__Your task__. Could you update everything from the start of the entries down to the line containing "point(81, 118)" by replacing "black display pedestal" with "gray display pedestal" and leaving the rest unchanged?

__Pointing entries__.
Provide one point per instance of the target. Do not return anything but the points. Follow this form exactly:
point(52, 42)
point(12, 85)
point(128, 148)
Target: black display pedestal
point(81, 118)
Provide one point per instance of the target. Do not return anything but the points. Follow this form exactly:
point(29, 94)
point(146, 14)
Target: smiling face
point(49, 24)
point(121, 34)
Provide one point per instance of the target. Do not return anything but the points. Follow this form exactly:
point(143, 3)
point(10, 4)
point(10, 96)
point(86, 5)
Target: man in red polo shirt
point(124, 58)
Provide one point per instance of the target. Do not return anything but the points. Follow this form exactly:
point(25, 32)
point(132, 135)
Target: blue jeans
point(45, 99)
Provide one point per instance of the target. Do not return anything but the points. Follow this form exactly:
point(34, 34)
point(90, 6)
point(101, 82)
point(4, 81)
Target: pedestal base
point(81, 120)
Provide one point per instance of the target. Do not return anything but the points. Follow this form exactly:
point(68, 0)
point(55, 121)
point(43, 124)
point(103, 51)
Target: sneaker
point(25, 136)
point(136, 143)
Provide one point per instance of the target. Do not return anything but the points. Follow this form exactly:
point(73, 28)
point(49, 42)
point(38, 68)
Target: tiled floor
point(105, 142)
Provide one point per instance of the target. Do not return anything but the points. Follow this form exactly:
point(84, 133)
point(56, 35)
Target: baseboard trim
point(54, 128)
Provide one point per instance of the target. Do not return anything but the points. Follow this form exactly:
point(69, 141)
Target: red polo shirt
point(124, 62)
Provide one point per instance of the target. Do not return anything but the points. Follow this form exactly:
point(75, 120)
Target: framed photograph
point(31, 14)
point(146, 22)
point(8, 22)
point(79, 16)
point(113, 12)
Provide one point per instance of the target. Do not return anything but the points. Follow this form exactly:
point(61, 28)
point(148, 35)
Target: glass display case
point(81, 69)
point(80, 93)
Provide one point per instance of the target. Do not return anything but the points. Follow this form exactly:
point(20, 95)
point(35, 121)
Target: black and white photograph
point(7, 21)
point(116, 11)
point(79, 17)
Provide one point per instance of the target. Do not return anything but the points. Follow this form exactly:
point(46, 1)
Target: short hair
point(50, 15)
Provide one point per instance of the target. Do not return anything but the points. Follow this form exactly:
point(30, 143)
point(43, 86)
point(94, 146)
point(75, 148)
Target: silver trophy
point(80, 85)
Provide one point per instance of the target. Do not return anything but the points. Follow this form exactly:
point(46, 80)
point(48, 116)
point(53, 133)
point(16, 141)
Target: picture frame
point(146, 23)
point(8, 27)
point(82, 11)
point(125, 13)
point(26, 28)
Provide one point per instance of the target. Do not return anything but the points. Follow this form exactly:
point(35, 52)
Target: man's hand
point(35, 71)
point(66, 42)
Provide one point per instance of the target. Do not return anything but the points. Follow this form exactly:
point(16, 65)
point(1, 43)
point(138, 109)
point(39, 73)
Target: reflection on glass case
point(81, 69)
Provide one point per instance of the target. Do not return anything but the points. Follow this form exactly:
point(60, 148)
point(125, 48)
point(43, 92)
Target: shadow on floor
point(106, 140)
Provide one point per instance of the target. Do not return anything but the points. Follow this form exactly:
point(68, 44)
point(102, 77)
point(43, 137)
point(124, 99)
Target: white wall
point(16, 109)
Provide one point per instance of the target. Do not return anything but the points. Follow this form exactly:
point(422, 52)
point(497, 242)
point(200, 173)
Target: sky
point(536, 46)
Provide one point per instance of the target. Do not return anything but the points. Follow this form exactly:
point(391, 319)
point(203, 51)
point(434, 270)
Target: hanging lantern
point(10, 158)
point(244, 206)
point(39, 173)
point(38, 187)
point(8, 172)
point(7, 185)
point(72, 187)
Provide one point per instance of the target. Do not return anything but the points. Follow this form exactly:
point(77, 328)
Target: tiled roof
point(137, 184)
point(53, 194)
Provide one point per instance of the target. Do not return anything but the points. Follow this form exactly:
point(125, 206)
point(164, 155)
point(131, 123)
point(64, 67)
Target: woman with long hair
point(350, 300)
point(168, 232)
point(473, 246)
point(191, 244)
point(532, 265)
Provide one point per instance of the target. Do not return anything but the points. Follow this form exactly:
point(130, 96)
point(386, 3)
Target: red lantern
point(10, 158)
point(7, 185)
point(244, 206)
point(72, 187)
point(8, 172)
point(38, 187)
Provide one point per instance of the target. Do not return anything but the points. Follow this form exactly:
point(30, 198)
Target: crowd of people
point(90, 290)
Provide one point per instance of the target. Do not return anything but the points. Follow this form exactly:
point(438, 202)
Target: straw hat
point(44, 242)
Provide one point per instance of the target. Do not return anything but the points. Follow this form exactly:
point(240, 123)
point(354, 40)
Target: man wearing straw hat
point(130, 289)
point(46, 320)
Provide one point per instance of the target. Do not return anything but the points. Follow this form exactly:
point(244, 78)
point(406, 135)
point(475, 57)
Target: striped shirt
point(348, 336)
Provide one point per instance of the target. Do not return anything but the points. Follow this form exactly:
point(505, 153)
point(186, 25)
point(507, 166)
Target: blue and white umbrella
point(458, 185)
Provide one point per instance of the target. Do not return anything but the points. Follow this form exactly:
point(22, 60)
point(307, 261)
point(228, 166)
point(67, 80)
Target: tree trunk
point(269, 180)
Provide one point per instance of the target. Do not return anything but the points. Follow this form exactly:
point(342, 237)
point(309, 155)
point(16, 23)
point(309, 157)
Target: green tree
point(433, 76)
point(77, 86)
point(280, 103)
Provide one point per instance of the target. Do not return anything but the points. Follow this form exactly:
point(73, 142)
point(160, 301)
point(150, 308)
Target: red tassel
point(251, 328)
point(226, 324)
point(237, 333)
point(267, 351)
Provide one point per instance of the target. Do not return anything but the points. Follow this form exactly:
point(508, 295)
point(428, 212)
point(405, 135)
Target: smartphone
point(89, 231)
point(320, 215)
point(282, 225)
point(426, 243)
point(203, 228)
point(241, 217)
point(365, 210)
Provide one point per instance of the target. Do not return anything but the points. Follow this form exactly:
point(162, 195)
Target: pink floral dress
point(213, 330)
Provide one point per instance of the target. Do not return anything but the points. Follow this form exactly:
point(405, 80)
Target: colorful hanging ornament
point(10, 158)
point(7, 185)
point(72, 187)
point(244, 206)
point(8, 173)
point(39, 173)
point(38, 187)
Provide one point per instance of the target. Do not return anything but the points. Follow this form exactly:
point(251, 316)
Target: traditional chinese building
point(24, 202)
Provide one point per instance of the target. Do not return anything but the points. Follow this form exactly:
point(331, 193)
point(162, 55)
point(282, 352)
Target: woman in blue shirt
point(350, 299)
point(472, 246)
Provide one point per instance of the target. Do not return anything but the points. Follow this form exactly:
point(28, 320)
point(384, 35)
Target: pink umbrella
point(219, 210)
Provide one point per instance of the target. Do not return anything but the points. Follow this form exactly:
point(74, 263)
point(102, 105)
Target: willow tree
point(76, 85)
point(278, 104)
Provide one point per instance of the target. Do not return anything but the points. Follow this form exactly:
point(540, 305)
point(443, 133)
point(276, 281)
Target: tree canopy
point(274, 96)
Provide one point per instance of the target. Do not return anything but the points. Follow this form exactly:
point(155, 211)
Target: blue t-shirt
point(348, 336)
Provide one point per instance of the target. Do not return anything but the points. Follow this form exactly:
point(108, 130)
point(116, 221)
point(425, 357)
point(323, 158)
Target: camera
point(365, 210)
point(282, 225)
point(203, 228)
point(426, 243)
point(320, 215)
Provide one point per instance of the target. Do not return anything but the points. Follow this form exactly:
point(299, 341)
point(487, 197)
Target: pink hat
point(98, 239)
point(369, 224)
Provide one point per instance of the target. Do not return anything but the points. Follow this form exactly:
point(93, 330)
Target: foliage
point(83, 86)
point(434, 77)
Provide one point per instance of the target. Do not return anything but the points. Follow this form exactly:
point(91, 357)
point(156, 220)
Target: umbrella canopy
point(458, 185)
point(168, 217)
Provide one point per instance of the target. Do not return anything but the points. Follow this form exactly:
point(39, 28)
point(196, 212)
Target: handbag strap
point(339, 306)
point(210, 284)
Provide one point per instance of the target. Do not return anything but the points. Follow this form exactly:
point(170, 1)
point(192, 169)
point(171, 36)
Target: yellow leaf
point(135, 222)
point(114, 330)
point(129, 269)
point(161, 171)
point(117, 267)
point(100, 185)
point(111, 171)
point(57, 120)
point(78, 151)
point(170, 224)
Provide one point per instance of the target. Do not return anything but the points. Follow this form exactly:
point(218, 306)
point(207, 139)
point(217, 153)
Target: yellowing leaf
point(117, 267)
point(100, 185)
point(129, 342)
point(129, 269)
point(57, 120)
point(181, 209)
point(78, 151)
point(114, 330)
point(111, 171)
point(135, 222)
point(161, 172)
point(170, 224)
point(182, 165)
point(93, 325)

__Completed task__.
Provide one point per instance of the target. Do not return anything but the points. Follow this form exactly:
point(52, 42)
point(12, 85)
point(128, 148)
Target: gray display pedestal
point(81, 118)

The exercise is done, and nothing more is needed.